* _Action item_: For every entry, reproduce the wording exactly and omit any image it holds.

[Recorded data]
· · · · · · ·

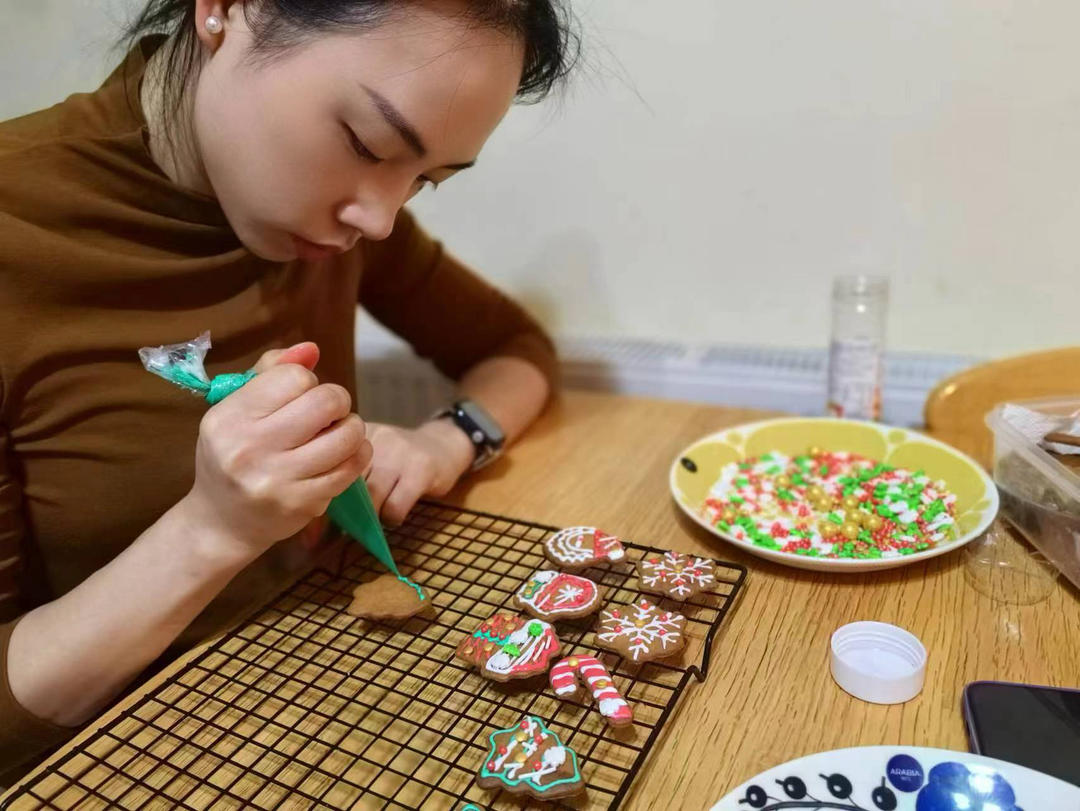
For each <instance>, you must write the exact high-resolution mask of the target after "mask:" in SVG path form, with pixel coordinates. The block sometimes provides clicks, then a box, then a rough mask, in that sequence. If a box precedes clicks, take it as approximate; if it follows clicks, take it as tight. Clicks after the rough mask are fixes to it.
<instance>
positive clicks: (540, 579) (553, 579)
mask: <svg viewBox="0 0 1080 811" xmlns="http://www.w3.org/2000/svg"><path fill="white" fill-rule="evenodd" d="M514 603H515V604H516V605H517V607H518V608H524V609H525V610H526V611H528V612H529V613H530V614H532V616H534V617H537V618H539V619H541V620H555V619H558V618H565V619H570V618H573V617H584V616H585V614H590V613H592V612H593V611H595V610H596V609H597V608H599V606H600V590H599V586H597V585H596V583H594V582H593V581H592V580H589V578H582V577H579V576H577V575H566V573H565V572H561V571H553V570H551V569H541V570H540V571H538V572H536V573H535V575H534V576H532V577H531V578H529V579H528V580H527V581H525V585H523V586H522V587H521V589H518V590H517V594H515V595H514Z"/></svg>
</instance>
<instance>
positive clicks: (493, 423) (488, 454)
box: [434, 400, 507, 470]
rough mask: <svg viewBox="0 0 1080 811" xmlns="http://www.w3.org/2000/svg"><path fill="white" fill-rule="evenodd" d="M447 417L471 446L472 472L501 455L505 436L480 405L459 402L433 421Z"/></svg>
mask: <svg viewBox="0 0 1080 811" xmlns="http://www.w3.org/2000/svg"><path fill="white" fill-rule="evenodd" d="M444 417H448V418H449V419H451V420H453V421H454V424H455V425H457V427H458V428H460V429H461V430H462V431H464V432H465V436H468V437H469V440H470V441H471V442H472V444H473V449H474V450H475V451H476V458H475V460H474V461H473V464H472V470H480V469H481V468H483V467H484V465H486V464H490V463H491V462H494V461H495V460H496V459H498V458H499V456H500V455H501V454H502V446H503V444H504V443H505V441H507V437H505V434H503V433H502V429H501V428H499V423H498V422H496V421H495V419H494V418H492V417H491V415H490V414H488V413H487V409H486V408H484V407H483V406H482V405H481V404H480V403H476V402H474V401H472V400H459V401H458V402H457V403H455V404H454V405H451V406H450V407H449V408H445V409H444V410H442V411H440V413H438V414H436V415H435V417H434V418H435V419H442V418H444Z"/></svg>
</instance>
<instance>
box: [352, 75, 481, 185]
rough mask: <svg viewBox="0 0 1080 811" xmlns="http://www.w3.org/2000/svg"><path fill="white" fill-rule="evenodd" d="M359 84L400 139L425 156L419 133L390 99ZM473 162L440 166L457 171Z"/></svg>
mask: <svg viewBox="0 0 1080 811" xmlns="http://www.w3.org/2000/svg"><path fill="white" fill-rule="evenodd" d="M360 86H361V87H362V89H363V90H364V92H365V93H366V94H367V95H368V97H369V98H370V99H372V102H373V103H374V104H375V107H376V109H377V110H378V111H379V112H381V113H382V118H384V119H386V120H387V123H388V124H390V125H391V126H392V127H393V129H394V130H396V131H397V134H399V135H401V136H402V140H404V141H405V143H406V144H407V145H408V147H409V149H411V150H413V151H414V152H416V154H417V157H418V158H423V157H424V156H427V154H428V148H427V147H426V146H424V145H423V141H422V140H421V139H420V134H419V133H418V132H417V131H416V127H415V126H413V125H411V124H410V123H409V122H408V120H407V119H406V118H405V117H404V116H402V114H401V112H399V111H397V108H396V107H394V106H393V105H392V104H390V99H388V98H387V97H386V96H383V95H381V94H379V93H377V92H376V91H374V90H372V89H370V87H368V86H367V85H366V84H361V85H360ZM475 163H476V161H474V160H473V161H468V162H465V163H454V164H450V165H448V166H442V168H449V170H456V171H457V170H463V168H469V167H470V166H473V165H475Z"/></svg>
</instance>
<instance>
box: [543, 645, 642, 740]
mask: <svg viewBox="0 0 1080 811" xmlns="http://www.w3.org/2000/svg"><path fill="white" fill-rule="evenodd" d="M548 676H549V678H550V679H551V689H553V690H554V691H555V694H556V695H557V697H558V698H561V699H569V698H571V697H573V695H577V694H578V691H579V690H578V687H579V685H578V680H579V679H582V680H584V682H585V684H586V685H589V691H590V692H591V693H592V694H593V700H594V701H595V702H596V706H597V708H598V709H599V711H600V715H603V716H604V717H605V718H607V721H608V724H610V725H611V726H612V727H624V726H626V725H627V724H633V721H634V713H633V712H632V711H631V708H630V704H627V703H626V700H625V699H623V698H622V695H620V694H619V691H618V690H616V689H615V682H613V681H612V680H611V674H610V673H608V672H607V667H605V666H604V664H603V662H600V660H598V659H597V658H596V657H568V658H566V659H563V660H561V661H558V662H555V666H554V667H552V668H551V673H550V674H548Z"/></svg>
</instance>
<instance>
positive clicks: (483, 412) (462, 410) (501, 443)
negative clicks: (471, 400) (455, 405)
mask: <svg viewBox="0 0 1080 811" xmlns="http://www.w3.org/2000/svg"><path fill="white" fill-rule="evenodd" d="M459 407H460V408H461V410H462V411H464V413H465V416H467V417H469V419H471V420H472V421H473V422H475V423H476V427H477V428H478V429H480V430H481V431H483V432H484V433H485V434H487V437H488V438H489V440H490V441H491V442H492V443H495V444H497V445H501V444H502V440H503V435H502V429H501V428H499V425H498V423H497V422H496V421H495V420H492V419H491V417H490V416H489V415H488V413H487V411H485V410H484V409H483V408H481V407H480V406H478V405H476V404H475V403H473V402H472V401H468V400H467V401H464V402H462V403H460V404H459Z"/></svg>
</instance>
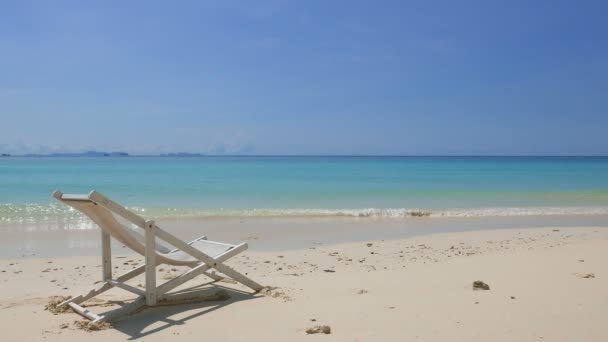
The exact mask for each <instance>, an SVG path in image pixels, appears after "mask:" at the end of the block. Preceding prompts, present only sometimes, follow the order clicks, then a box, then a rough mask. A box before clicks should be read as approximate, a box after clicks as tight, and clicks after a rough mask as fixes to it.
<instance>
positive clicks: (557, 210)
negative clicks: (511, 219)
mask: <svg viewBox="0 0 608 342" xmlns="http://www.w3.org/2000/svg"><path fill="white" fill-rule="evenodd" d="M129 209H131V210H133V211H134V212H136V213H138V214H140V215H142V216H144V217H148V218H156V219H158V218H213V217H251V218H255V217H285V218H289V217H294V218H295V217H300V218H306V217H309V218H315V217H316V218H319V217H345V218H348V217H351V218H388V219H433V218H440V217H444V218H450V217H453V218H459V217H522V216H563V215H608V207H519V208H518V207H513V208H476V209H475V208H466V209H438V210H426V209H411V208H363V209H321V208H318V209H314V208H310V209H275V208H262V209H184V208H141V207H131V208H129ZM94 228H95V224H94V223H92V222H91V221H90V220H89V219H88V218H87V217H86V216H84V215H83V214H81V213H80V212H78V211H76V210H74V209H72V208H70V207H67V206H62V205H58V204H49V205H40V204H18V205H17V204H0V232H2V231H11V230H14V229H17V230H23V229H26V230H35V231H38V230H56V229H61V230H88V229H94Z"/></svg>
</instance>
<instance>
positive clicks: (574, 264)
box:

· · · · · · ·

* _Answer below_:
For each <instance>, you must write the exact high-resolution mask of the target after "mask:" in SVG path form, with pixel coordinates. The block sometimes provides clicks, then a box, then a rough mask, in that sequence. If a box precedes clicks, take it as approximate; if it follows clicks, take it as tight. Clicks after the rough mask are fixes to it.
<instance>
positive clicks: (540, 579) (553, 579)
mask: <svg viewBox="0 0 1080 811" xmlns="http://www.w3.org/2000/svg"><path fill="white" fill-rule="evenodd" d="M514 603H515V604H516V605H517V607H518V608H524V609H525V610H526V611H528V612H529V613H530V614H532V616H534V617H537V618H539V619H541V620H555V619H558V618H565V619H570V618H573V617H584V616H585V614H590V613H592V612H593V611H595V610H596V609H597V608H599V606H600V590H599V586H597V585H596V583H594V582H593V581H592V580H589V578H582V577H579V576H577V575H566V573H565V572H561V571H553V570H551V569H541V570H540V571H538V572H536V573H535V575H534V576H532V577H531V578H529V579H528V580H527V581H525V585H523V586H522V587H521V589H518V590H517V594H515V595H514Z"/></svg>
</instance>
<instance>
positive clicks: (493, 423) (488, 454)
box: [434, 400, 507, 470]
rough mask: <svg viewBox="0 0 1080 811" xmlns="http://www.w3.org/2000/svg"><path fill="white" fill-rule="evenodd" d="M447 417L471 446L472 472L501 455L505 436L480 405L459 402L433 421Z"/></svg>
mask: <svg viewBox="0 0 1080 811" xmlns="http://www.w3.org/2000/svg"><path fill="white" fill-rule="evenodd" d="M444 417H448V418H449V419H451V420H453V421H454V424H455V425H457V427H458V428H460V429H461V430H462V431H464V432H465V436H468V437H469V440H470V441H471V442H472V444H473V449H474V450H475V451H476V458H475V460H474V461H473V464H472V470H480V469H481V468H483V467H484V465H486V464H490V463H491V462H494V461H495V460H496V459H498V458H499V456H500V455H501V454H502V446H503V444H504V443H505V441H507V437H505V434H503V433H502V429H501V428H499V423H498V422H496V421H495V419H494V418H492V417H491V415H490V414H488V413H487V409H486V408H484V407H483V406H482V405H481V404H480V403H476V402H474V401H472V400H459V401H458V402H457V403H455V404H454V405H451V406H450V407H449V408H445V409H444V410H442V411H440V413H438V414H436V415H435V417H434V418H435V419H442V418H444Z"/></svg>
</instance>
<instance>
box: [352, 75, 481, 185]
rough mask: <svg viewBox="0 0 1080 811" xmlns="http://www.w3.org/2000/svg"><path fill="white" fill-rule="evenodd" d="M359 84L400 139L425 156L419 133L390 99ZM473 162L440 166L457 171Z"/></svg>
mask: <svg viewBox="0 0 1080 811" xmlns="http://www.w3.org/2000/svg"><path fill="white" fill-rule="evenodd" d="M360 86H361V87H362V89H363V90H364V92H365V93H366V94H367V95H368V97H369V98H370V99H372V102H373V103H374V104H375V107H376V109H377V110H378V111H379V112H381V113H382V118H384V119H386V120H387V123H388V124H390V125H391V126H392V127H393V129H394V130H396V131H397V134H399V135H401V136H402V140H404V141H405V143H406V144H407V145H408V147H409V149H411V150H413V151H414V152H416V154H417V157H418V158H423V157H424V156H427V154H428V148H427V147H426V146H424V145H423V141H422V140H421V139H420V134H419V133H418V132H417V131H416V127H415V126H413V125H411V124H410V123H409V122H408V120H407V119H406V118H405V117H404V116H402V114H401V112H399V111H397V108H396V107H394V106H393V105H392V104H390V99H388V98H387V97H386V96H383V95H381V94H379V93H377V92H376V91H374V90H372V89H370V87H368V86H367V85H366V84H361V85H360ZM475 163H476V161H474V160H473V161H468V162H465V163H454V164H450V165H448V166H442V168H449V170H456V171H457V170H463V168H469V167H470V166H473V165H475Z"/></svg>
</instance>
<instance>
box: [543, 645, 642, 740]
mask: <svg viewBox="0 0 1080 811" xmlns="http://www.w3.org/2000/svg"><path fill="white" fill-rule="evenodd" d="M548 676H549V678H550V679H551V689H553V690H554V691H555V694H556V695H557V697H558V698H561V699H569V698H571V697H573V695H577V694H578V691H579V690H578V687H579V685H578V680H579V679H582V680H584V682H585V684H586V685H589V691H590V692H591V693H592V694H593V700H594V701H595V702H596V706H597V708H598V709H599V711H600V715H603V716H604V717H605V718H607V721H608V724H610V725H611V726H612V727H624V726H626V725H627V724H633V721H634V713H633V712H632V711H631V708H630V704H627V703H626V700H625V699H623V698H622V695H620V694H619V691H618V690H616V689H615V682H613V681H612V680H611V674H610V673H608V672H607V667H605V666H604V664H603V662H600V660H598V659H597V658H596V657H568V658H566V659H563V660H561V661H558V662H555V666H554V667H552V668H551V673H550V674H548Z"/></svg>
</instance>
<instance>
positive clicks: (483, 412) (462, 410) (501, 443)
negative clicks: (471, 400) (455, 405)
mask: <svg viewBox="0 0 1080 811" xmlns="http://www.w3.org/2000/svg"><path fill="white" fill-rule="evenodd" d="M459 407H460V408H461V410H462V411H464V413H465V416H467V417H469V419H471V420H472V421H473V422H475V423H476V427H477V428H478V429H480V430H481V431H483V432H484V433H485V434H487V437H488V438H489V440H490V441H491V442H492V443H495V444H497V445H501V444H502V440H503V435H502V429H501V428H499V425H498V423H497V422H496V421H495V420H492V419H491V417H490V416H489V415H488V413H487V411H485V410H484V409H483V408H481V407H480V406H478V405H476V404H475V403H473V402H472V401H468V400H467V401H464V402H462V403H460V404H459Z"/></svg>
</instance>
The exact mask for each <instance>, an SVG path in image pixels, appears after "mask:" at the end of the block. Preceding prompts, present only sometimes, follow the order clicks, then a box, then a rough mask. A box before clicks should be read as approximate, a box after clicks as tight, and clicks after a rough mask as fixes to it.
<instance>
positive clicks: (557, 210)
negative clicks: (511, 219)
mask: <svg viewBox="0 0 608 342" xmlns="http://www.w3.org/2000/svg"><path fill="white" fill-rule="evenodd" d="M129 209H131V210H133V211H134V212H136V213H138V214H140V215H142V216H144V217H148V218H156V219H158V218H213V217H251V218H255V217H285V218H289V217H294V218H295V217H300V218H306V217H309V218H315V217H316V218H319V217H345V218H348V217H351V218H388V219H433V218H440V217H444V218H450V217H453V218H459V217H522V216H563V215H608V207H519V208H518V207H513V208H476V209H475V208H466V209H438V210H426V209H411V208H363V209H321V208H318V209H314V208H310V209H275V208H262V209H184V208H141V207H131V208H129ZM94 228H95V224H94V223H92V222H91V221H90V220H89V219H88V218H87V217H86V216H84V215H83V214H81V213H80V212H78V211H76V210H74V209H72V208H70V207H67V206H62V205H58V204H49V205H40V204H18V205H17V204H0V232H2V231H11V230H14V229H17V230H23V229H26V230H35V231H38V230H56V229H61V230H88V229H94Z"/></svg>
</instance>
<instance>
positive clicks: (574, 264)
box:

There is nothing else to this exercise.